Frankly, the efficacy of prayer has yet to be proven definitively. There have been assorted studies that mostly show the placebo effect is alive and well. Many have tried to measure change in patient outcome following intercessionary prayer, and when the double-blind data is reviewed, prayer does not seem to improve the sick people who are prayed for.
But like so many studies, I wonder if the researchers were measuring the right part of the process. Perhaps, rather than measure the outcome of the people prayed for, perhaps we should measure the outcome of the people who are praying for someone else. Or we might examine the outcome of the family members who know their loved one received prayers.
Reverend Ed Brock told me how upon the death of his wife’s mother their family received many kindnesses from friends. The most unusual was a special gift made by two nuns they know professionally. They sent a card that said, in effect, we have made a gift to a convent in upstate New York and for a year the sisters in this convent will give payers for your family.
There was nothing in the note suggesting a wish for conversion, or that the prayers would produce any specific outcome. But to Ed and Alphise it seemed like and felt like an act of love. The idea that out there, amid the crazy frenzy of society, a group of people somewhere were simply mentioning her name daily — that idea was powerful. It wasn’t the potential supernatural dimension, but the caring dimension that touched them.
There is the other type of common prayer – the act of giving thanks. As Meister Eckhart explained “If the only prayer you ever say in your whole life is “thank you,” that would suffice.”
My favorite instruction came from my Korean martial arts master who was raised in a Buddhist temple. In his broken English, he scolded us: “Before you eat the pig, thank the pig! Because, if they could, the pig’s family would sue you!!”
As UU’s we’re a bit more comfortable here. Giving thanks doesn’t presume that we’re flawed, or helpless, just appreciative and observant. And we can be munificent in our thanks to the animal, the farmer, the cook!
In stopping to give thanks, we allow ourselves a moment to experience beauty and bounty more fully. Who wouldn’t want to spend time in this type of prayer? But do we – other than for formal occasions? Do you offer thanks over the morning’s oatmeal or the leftovers eaten at your desk? Have your kids ever seen you pause at breakfast on Tuesday and say “thank you” before the fork touches the food? What would that be like? Are you really up for three-squares of thankfulness every day?
Years ago, I worked as the Kitchen Manager and cook at a Quaker residential house on Beacon Hill in Boston. It was the Quaker custom of that community to have a good solid minute of silence before we ate our evening meal. There was nothing structured and no one led us with instructions or guidance through that silence. As the cook, it was generally the first time I had sat down in 6 hours and the first few times, if god spoke to me it was through bone-deep fatigue and if I gave thanks it was for the chair under my butt. But in time, I found myself placing a final blessing upon the food. It had passed through my hands, and was about to be received by people (who were grateful that they had not had to cook), and who would use the energy it gave them to study medicine, choreograph new dances, arrange flowers, build houses, and change their world. Eventually I found whole afternoons of chopping onions, crimping pie crusts, washing pots became an extended action of prayer. Living in an intentional community can do that sort of thing to an impressionable young person.
+===+
PROBLEM SET -
1 > In the reflection on prayer, what did the card from the two nuns say they had arranged for the family?
2 > Continue the reflection on prayer from its last sentence.

GIVEN INFORMATION -
+===+
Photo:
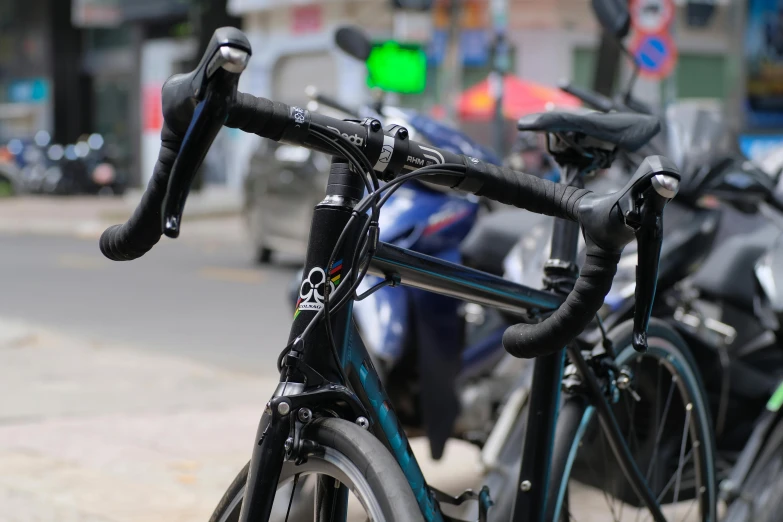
+===+
RESPONSE LIST -
1 > They had made a gift to a convent in upstate New York, and for a year the sisters there would pray for the family.

2 >
However, these days, I’m like most folks, hurrying to fix dinner, with NPR telling me about the horrible state of the world. I snap off the radio and fling the food at my tired and surly family who generally do not bother to thank me, the pig, the farmer, or anyone else. It is not ideal, but at least we have a place to work up from…
Just as many UUs have started to reclaim the language of god-talk, some of us are starting to reclaim prayer on our own terms. Perhaps there was a baby in that bathwater. But to rescue it we’ll have to do more than simply deconstruct or demythologize the practice. In short, to understand it, we’ll have to do it.
One splendid Unitarian Universalist woman I know set out to develop her own ritual of prayer and tied it to her every day. She turned some of her daily actions into sacred rituals. Each morning, first thing, she scoops up a handful of birdseed and steps out onto her patio. She scatters the seed in a small mandala marking the four directions and recites a scrap of a Navajo prayer “There is beauty before me, there is beauty behind me.” She fills in her circle with peanuts for the blue jays, and pauses just long enough to feel connected with nature. Then, every evening, after the dishes are done, and the dog is walked, she stops and simply gives thanks for her guardians who have helped her that day. She calls for blessings on her children and grandchildren. She calls for blessings upon her animal companions and asks that the presence of love be with people she knows who are having troubles in their lives. This is simply what she does.
I came to prayer sideways – through meditation. They aren’t the same thing, but they improve one another. In meditation, a person looks inward to consider their actions and find where they might be wanting. Once the internal landscape has been surveyed, then the individual is ready to connect to the outer in prayer. Many time I found that I might dive down into meditation only to rise up in prayer — prayers of resolve and prayers of remembrance — prayers of thanks and prayers of acceptance. Sometimes a deity is referenced, and sometimes not. And that last detail, so far, has not proven injurious to my health, or limited the usefulness of the practice.
When I pray, I am not asking for anything, I am not expecting any change in the world, only a change in myself. If I surrender anything, I offer up my ego and selfishness, and invite Grace to enter and fill that space. And afterwards, I take my changed self forward, with that small spark of the divine inside me, burning just a bit brighter.
So, how do you pray? How might you take old words and blow new breath into them? Have you created a ritual and observed any changes within you? When faced with a crisis, would you have the humility and trust to open up and allow a caring person to pray with you, to help fan your divine spark so that it might burn a little brighter as you go forward to face what you must?
Now, I have an assignment for us here. You see, this topic is too big for one sermon and I need your help.
Honestly, I suspect that many of you do pray, in your own fashion, and for your own purposes. Being the humble and private people you are, I’ll predict yours are humble, private, prayers. But, if you could, please tell me about them. Tell me how you might have retained or reclaimed prayer. Where it fits in your day, and what you say when life rises up and threatens to overwhelm you. Tell me about it. And in another couple of months, I’d like to be back up here, and I’d like to share some of your stories about prayer.
Until then, if prayer isn’t in your life, be a diligent UU and at least question why. And then question “why” again. For those who would consider “why not?” may I invite you to bring along your god, your breath, and your willingness to be changed.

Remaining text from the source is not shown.